__PAGE__.
— start —

Getting a new embroidery machine can be an exciting time for a crafter who is looking for ways to expand their sewing skills. What you may find once it is time to take the machine out of the box is that learning how to set up an embroidery machine is a lot more intimidating than you expected. This is the point where you have to start making decisions about embroidery designs, which thread to use, and what material is best. The process of embroidery is automated, but the choices you make prior to the actual embroidery process will determine how successful you are at your new craft.
Step #1: Get to Know Your Embroidery Machine
There are many brands and models of embroidery machines and each differs to some degree. If your machine is brand new and comes with a guide, this is a good place to start with setting it up. It will let you know which foot to use for the embroidery and how to go about loading designs to the machine. Not all designs are compatible with all machines and some won’t fit the embroidery hoops that are compatible with your machine.
There are many YouTube videos demonstrating the setup and use of a number of the most popular embroidery machines sold and used today. For many, seeing a visual demonstration makes it much easier to understand the different parts of the machine and how to use them. It’s also a good way to learn how to thread the machine; often one of the most complicated feats when using a new sewing machine of any kind!

— end —

__TASK LIST__.
[A] Decide whether each statement agrees with the text on embroidery machines. For each, answer yes or no and quote the words of the text that settle it.
(i) The embroidery process itself is automated.
(ii) Every design is compatible with every machine.
(iii) Threading the machine is often one of the simplest parts of using a new sewing machine.
[B] Write out the passage of the embroidery machine text that starts at the words "Step #1: Get" and ends after the words "with your machine.".
[C] Answer these questions from the text on embroidery machines.
(i) What three things must you start making decisions about once the machine is out of the box?
(ii) According to the text, what two things will a guide that comes with a new machine tell you?
(iii) On what site are there videos demonstrating the setup and use of popular embroidery machines?
The items that follow have no connection to the text on embroidery machines.

Image location labeling items
— start —

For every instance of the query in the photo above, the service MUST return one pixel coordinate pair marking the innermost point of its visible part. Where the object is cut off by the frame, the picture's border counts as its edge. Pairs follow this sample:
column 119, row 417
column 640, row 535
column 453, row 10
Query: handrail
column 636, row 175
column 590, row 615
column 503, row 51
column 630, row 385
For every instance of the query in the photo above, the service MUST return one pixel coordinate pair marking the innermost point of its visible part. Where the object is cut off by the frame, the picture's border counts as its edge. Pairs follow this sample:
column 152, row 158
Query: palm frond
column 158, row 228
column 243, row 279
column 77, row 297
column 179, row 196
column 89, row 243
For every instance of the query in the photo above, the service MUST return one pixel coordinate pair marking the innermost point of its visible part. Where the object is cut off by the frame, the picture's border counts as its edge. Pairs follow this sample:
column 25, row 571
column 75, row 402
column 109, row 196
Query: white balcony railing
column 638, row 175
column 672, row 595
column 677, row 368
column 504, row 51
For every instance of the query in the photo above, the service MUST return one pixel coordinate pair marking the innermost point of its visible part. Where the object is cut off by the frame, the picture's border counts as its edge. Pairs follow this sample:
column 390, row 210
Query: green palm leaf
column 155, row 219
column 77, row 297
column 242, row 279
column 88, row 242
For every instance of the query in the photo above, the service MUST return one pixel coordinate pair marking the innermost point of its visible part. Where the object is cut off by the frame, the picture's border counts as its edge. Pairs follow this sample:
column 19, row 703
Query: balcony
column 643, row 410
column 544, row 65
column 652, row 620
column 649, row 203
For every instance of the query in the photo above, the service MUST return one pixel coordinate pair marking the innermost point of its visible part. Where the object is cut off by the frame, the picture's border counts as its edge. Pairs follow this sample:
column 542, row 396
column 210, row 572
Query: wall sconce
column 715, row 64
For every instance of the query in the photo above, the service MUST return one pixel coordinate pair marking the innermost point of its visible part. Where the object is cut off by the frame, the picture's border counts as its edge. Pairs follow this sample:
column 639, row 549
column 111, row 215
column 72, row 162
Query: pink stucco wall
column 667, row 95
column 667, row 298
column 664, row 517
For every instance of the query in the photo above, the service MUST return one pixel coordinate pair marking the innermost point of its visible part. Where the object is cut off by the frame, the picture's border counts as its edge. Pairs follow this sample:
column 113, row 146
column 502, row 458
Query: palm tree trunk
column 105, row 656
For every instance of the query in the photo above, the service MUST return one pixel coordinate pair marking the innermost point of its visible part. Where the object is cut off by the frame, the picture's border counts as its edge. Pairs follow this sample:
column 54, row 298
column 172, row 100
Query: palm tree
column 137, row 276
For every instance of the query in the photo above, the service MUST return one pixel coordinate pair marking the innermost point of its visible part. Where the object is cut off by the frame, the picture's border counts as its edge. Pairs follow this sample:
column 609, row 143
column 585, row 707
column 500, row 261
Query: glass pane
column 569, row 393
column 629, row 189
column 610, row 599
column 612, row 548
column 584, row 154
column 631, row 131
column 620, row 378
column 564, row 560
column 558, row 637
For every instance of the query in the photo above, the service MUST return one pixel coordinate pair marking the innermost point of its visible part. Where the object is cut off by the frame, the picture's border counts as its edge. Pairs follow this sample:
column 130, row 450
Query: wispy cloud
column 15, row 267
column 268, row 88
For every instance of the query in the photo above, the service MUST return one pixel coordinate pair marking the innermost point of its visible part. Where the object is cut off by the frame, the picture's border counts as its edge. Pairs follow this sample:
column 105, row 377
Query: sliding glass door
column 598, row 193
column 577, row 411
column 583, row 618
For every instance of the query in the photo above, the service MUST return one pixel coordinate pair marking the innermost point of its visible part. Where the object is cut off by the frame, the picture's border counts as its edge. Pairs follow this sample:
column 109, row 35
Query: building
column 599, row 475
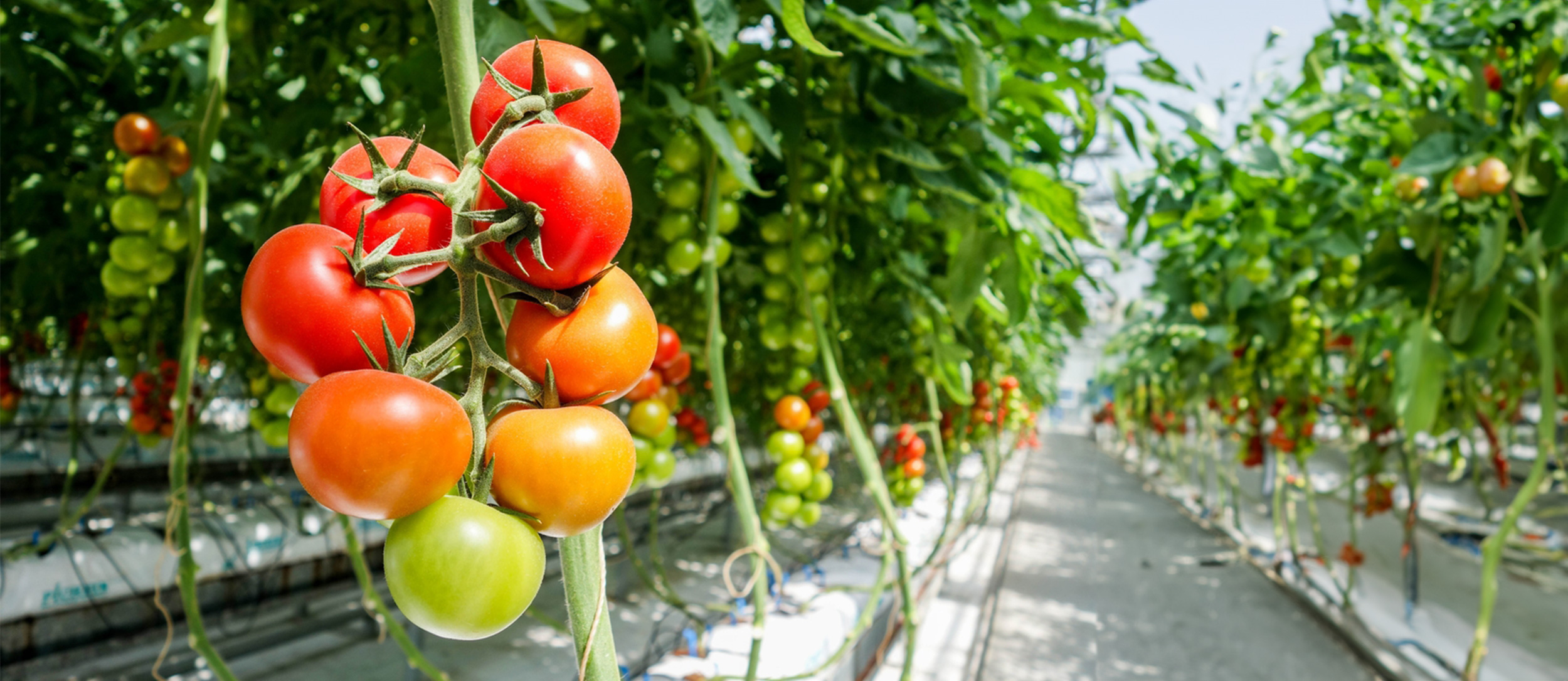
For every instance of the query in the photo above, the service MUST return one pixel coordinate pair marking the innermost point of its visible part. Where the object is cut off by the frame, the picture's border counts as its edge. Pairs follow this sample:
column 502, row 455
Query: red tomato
column 647, row 388
column 669, row 346
column 791, row 413
column 378, row 444
column 568, row 468
column 582, row 190
column 566, row 68
column 302, row 305
column 424, row 220
column 604, row 346
column 137, row 134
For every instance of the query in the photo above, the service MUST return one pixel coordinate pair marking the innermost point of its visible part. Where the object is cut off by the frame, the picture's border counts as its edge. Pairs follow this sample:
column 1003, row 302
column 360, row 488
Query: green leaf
column 794, row 18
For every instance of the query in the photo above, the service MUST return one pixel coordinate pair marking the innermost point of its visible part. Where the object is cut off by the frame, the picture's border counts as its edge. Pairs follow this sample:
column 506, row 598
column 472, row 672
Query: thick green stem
column 1545, row 451
column 383, row 614
column 193, row 324
column 587, row 608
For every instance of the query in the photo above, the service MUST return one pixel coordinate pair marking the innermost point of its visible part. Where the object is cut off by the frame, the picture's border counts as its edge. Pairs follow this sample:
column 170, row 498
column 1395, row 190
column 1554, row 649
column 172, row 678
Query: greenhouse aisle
column 1108, row 581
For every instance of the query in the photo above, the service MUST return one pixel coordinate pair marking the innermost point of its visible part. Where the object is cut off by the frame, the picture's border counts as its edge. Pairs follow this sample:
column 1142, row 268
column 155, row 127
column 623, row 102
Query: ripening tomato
column 565, row 68
column 137, row 134
column 463, row 570
column 303, row 308
column 584, row 195
column 568, row 468
column 424, row 222
column 604, row 346
column 377, row 444
column 669, row 346
column 791, row 413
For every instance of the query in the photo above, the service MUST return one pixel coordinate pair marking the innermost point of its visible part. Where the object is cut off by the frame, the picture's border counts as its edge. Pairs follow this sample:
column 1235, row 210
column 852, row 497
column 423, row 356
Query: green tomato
column 819, row 488
column 775, row 261
column 745, row 140
column 684, row 256
column 786, row 444
column 121, row 283
column 675, row 225
column 816, row 250
column 132, row 253
column 682, row 193
column 281, row 399
column 134, row 214
column 463, row 570
column 682, row 153
column 277, row 434
column 662, row 468
column 648, row 418
column 728, row 217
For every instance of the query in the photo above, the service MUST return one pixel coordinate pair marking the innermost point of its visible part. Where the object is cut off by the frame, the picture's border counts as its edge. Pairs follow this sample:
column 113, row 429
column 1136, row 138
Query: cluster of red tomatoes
column 143, row 255
column 380, row 444
column 800, row 481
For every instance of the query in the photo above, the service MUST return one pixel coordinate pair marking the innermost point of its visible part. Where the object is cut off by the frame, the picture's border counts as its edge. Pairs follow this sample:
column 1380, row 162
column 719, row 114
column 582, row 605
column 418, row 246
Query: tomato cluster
column 800, row 481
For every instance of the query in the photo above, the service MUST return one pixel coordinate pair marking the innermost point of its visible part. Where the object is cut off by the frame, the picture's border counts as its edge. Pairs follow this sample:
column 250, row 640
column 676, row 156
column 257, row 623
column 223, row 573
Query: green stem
column 587, row 606
column 383, row 614
column 190, row 346
column 1545, row 451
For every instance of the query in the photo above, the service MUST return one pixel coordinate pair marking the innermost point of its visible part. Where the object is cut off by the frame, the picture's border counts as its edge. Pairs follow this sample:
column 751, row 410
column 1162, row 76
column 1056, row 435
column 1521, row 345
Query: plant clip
column 563, row 302
column 397, row 353
column 384, row 181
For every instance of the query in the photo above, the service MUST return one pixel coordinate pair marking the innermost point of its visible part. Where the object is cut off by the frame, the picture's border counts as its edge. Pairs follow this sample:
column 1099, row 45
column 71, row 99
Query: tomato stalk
column 374, row 603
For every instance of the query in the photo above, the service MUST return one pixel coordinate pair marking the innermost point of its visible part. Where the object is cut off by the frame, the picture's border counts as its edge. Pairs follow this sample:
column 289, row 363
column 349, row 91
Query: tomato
column 134, row 214
column 647, row 388
column 463, row 570
column 604, row 346
column 678, row 369
column 146, row 174
column 176, row 154
column 813, row 431
column 424, row 222
column 137, row 134
column 669, row 346
column 375, row 444
column 648, row 418
column 682, row 193
column 584, row 195
column 682, row 153
column 598, row 114
column 819, row 488
column 791, row 413
column 785, row 446
column 568, row 468
column 794, row 476
column 303, row 308
column 684, row 256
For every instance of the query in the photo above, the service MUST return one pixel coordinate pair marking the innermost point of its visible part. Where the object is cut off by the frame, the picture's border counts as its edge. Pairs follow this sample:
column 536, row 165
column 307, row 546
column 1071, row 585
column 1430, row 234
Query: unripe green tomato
column 281, row 399
column 134, row 214
column 684, row 256
column 648, row 418
column 132, row 253
column 675, row 225
column 786, row 444
column 682, row 193
column 728, row 217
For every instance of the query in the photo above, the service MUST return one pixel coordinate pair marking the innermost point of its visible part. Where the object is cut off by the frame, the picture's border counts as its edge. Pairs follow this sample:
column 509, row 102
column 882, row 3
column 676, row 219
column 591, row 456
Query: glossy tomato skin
column 463, row 570
column 582, row 190
column 302, row 305
column 606, row 344
column 566, row 68
column 424, row 222
column 569, row 466
column 378, row 444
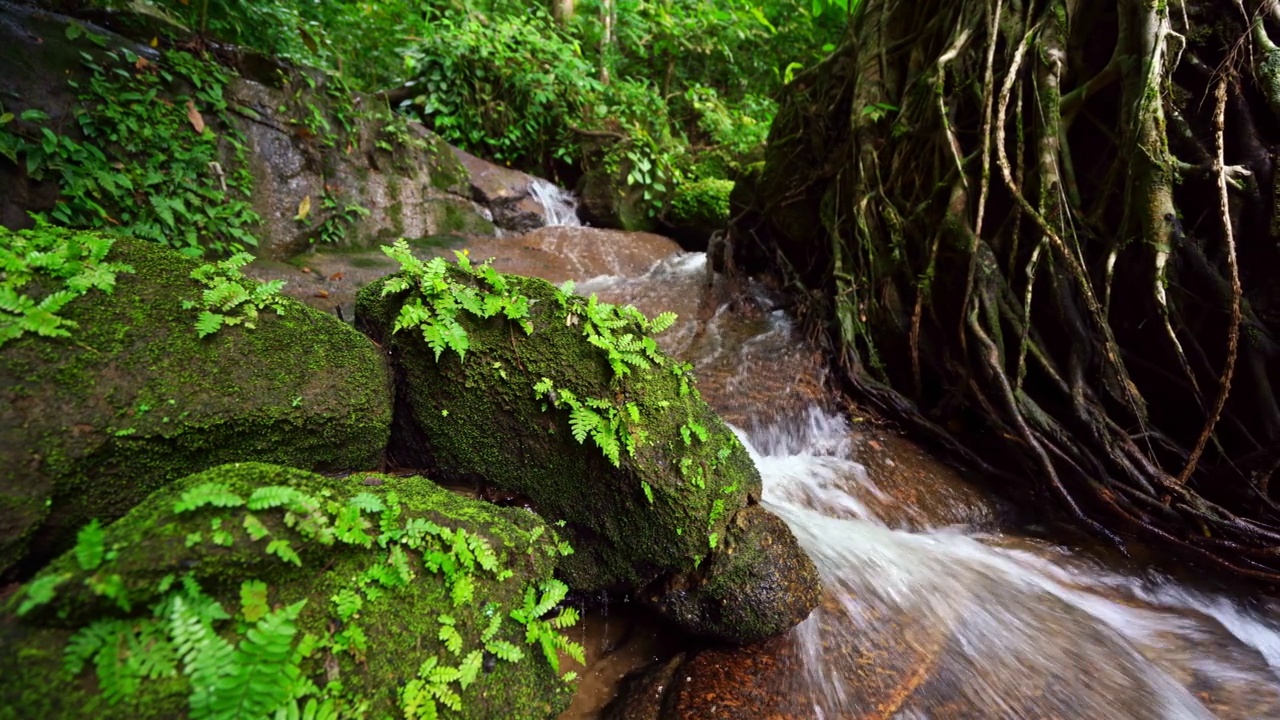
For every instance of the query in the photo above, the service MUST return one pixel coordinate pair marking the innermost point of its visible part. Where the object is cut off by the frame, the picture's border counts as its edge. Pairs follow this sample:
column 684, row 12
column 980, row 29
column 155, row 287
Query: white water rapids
column 947, row 621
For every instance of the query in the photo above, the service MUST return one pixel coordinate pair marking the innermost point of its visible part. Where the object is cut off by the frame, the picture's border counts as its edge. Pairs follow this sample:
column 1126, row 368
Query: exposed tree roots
column 1046, row 233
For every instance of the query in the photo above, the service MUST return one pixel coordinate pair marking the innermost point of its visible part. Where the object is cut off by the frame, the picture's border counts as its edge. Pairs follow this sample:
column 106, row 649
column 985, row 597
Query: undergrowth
column 250, row 661
column 144, row 159
column 56, row 267
column 624, row 335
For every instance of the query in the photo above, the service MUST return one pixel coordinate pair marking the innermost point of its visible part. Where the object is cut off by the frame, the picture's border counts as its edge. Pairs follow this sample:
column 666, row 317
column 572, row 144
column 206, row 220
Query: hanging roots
column 1045, row 233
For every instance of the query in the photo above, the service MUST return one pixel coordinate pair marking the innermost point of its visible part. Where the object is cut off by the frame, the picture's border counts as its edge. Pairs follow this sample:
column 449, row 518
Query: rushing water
column 558, row 204
column 945, row 620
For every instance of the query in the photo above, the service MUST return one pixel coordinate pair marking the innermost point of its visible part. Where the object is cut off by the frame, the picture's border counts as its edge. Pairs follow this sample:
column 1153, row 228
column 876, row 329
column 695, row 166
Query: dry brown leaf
column 193, row 115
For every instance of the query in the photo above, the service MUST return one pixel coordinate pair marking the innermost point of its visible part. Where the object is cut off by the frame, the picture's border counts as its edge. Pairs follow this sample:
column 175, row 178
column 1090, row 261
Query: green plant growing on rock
column 259, row 661
column 434, row 308
column 144, row 160
column 62, row 264
column 229, row 297
column 702, row 201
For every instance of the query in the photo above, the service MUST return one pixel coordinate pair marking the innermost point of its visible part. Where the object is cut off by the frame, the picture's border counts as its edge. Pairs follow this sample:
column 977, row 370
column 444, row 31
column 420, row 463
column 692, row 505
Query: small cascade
column 1011, row 627
column 944, row 620
column 558, row 204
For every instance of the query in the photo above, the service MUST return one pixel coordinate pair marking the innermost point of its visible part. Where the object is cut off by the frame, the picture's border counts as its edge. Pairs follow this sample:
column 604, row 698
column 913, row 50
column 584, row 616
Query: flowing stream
column 927, row 616
column 936, row 605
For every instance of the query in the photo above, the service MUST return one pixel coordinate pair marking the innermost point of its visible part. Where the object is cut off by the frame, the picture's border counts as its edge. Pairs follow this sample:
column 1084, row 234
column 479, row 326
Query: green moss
column 453, row 215
column 480, row 418
column 135, row 400
column 702, row 203
column 401, row 623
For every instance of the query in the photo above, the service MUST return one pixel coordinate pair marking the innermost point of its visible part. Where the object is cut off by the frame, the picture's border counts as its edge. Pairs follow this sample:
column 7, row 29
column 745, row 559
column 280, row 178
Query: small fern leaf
column 506, row 651
column 215, row 495
column 284, row 551
column 662, row 322
column 254, row 688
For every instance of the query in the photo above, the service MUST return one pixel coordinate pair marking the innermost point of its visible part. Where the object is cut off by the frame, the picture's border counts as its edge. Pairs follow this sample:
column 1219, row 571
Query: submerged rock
column 370, row 595
column 133, row 399
column 522, row 411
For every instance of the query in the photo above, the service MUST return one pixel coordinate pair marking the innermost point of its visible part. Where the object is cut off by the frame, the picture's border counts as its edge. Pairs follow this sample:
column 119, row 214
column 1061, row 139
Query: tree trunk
column 1045, row 233
column 608, row 10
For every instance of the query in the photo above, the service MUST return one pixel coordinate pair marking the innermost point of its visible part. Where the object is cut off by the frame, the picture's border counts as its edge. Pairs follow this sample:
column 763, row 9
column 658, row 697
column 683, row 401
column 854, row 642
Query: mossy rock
column 696, row 210
column 397, row 605
column 703, row 203
column 654, row 520
column 92, row 423
column 607, row 201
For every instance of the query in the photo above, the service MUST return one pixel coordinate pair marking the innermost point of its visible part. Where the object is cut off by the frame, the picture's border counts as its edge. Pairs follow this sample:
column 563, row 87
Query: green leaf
column 41, row 591
column 209, row 323
column 215, row 495
column 90, row 546
column 284, row 551
column 254, row 605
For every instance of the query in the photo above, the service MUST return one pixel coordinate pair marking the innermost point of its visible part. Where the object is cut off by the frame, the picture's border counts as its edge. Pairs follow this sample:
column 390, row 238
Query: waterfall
column 558, row 204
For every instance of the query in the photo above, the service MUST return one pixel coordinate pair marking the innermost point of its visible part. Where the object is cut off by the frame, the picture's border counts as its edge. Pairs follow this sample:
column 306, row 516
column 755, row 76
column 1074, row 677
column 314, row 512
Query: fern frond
column 215, row 495
column 255, row 687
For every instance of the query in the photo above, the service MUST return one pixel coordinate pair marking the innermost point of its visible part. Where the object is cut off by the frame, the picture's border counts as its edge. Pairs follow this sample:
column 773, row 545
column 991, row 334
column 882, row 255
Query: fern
column 347, row 604
column 283, row 550
column 260, row 673
column 255, row 528
column 215, row 495
column 90, row 546
column 312, row 710
column 449, row 634
column 439, row 299
column 72, row 259
column 41, row 591
column 254, row 605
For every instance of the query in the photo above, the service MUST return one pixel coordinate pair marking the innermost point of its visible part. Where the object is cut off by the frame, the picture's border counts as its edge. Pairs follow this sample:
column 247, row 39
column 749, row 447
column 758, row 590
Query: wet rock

— end —

__RESULTS__.
[A]
(i) Yes: "The process of embroidery is automated"
(ii) No: "Not all designs are compatible with all machines"
(iii) No: "often one of the most complicated feats when using a new sewing machine of any kind!"

[B]
Step #1: Get to Know Your Embroidery Machine
There are many brands and models of embroidery machines and each differs to some degree. If your machine is brand new and comes with a guide, this is a good place to start with setting it up. It will let you know which foot to use for the embroidery and how to go about loading designs to the machine. Not all designs are compatible with all machines and some won’t fit the embroidery hoops that are compatible with your machine.

[C]
(i) Embroidery designs, which thread to use, and what material is best.
(ii) Which foot to use for the embroidery and how to go about loading designs to the machine.
(iii) YouTube.